┌─ Supplied records

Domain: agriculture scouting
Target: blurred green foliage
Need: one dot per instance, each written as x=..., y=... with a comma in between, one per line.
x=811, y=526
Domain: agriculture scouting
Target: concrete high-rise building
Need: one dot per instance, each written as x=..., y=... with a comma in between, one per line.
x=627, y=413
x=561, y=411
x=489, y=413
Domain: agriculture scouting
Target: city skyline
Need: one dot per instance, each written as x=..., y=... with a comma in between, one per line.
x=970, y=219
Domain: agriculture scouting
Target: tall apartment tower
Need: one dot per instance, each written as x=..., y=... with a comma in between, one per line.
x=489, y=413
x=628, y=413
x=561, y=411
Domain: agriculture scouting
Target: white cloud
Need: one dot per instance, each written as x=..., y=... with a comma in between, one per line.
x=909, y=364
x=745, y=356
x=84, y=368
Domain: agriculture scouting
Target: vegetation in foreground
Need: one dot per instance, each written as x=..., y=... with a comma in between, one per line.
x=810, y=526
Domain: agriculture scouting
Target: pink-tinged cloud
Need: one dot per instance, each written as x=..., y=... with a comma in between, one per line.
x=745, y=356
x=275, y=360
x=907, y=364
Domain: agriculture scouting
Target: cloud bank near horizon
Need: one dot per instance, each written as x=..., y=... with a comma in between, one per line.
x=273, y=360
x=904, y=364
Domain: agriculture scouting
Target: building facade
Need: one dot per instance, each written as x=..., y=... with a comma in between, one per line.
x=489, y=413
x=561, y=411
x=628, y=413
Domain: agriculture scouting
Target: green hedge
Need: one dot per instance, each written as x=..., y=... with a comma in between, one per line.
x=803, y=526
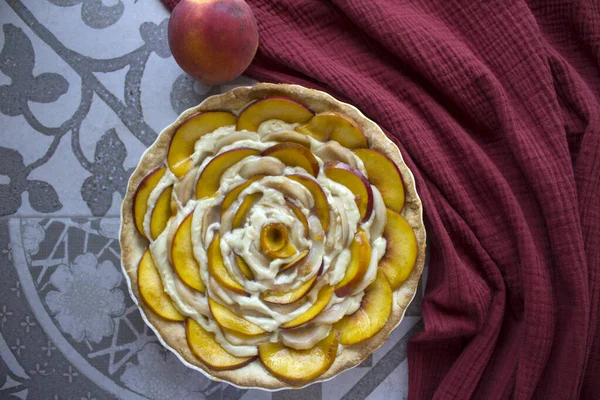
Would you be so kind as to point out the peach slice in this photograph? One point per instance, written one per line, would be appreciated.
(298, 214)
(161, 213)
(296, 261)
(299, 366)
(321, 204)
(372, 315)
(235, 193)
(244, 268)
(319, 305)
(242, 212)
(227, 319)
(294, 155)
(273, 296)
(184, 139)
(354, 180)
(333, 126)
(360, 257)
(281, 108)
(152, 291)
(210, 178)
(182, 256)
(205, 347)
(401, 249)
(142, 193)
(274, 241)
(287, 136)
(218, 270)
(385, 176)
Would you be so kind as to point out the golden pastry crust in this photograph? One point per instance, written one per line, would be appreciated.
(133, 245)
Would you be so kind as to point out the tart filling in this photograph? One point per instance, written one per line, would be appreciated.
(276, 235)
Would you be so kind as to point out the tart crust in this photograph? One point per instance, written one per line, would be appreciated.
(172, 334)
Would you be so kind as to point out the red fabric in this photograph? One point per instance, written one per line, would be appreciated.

└─
┌─ Supplied records

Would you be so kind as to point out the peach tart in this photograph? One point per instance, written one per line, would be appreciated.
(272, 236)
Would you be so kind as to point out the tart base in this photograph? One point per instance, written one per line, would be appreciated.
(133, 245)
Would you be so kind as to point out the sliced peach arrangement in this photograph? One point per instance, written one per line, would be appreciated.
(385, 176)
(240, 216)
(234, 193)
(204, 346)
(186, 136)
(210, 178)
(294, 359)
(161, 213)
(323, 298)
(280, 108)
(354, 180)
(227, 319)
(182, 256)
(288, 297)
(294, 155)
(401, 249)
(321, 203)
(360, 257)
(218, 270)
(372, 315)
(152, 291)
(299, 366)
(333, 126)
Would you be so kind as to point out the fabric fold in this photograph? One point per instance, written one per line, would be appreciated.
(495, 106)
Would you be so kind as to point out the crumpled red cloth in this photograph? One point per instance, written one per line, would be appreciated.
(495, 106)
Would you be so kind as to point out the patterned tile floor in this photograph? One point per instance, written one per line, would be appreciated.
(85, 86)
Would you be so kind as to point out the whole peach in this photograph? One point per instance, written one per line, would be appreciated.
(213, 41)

└─
┌─ Supplied records

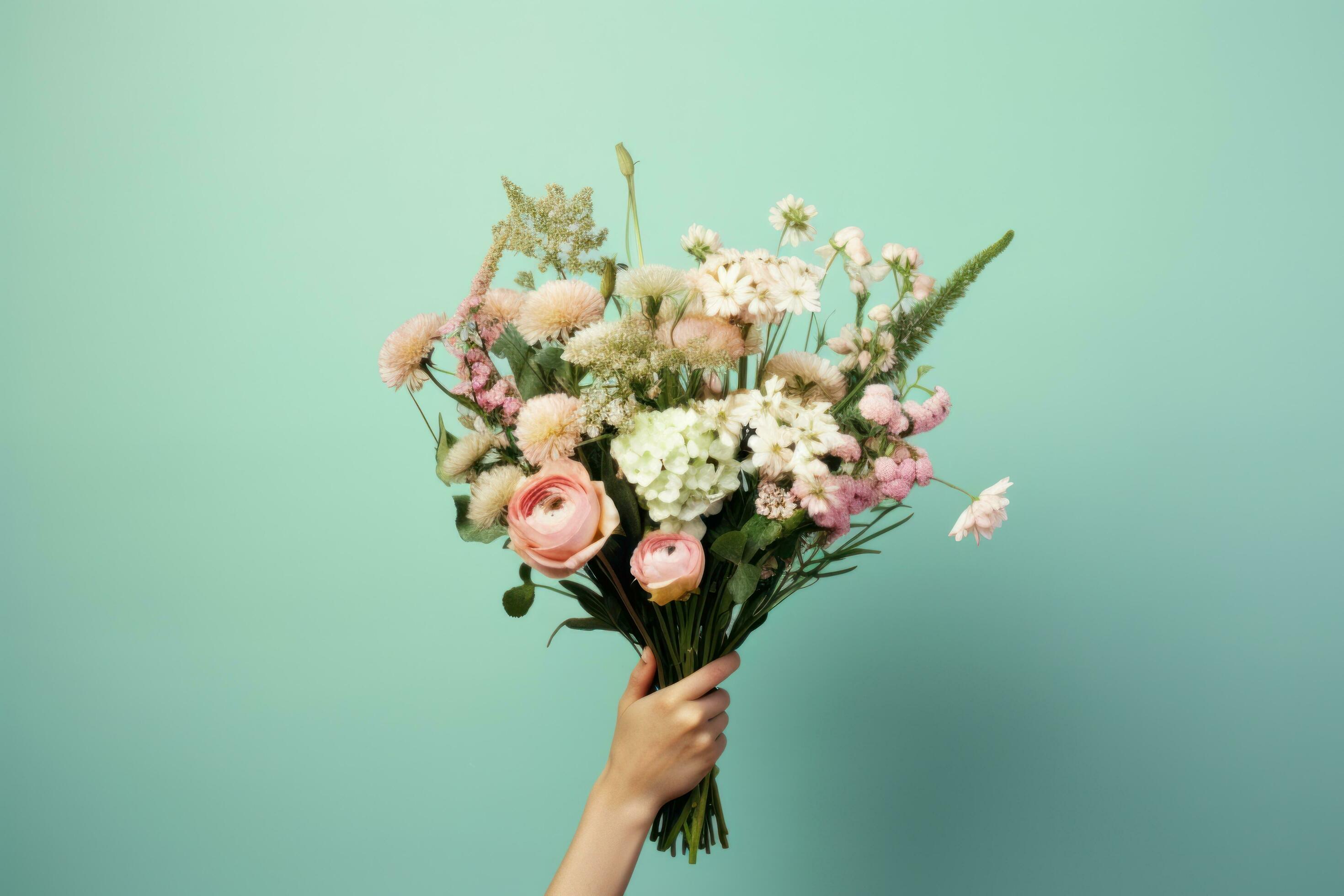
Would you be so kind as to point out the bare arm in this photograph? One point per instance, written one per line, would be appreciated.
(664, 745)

└─

◆ What you should do ◆
Pull out every line of the records above that contains the word "fabric", treating uppercase and lowercase as different.

◆ Full answer ◆
Would you be so kind as to point out the red fabric in this photograph? One point per instance, written one per line, would be appreciated.
Would you be so kind as to point out the fabric fold in this photograph? One point per instance, written one per line, would be appreciated.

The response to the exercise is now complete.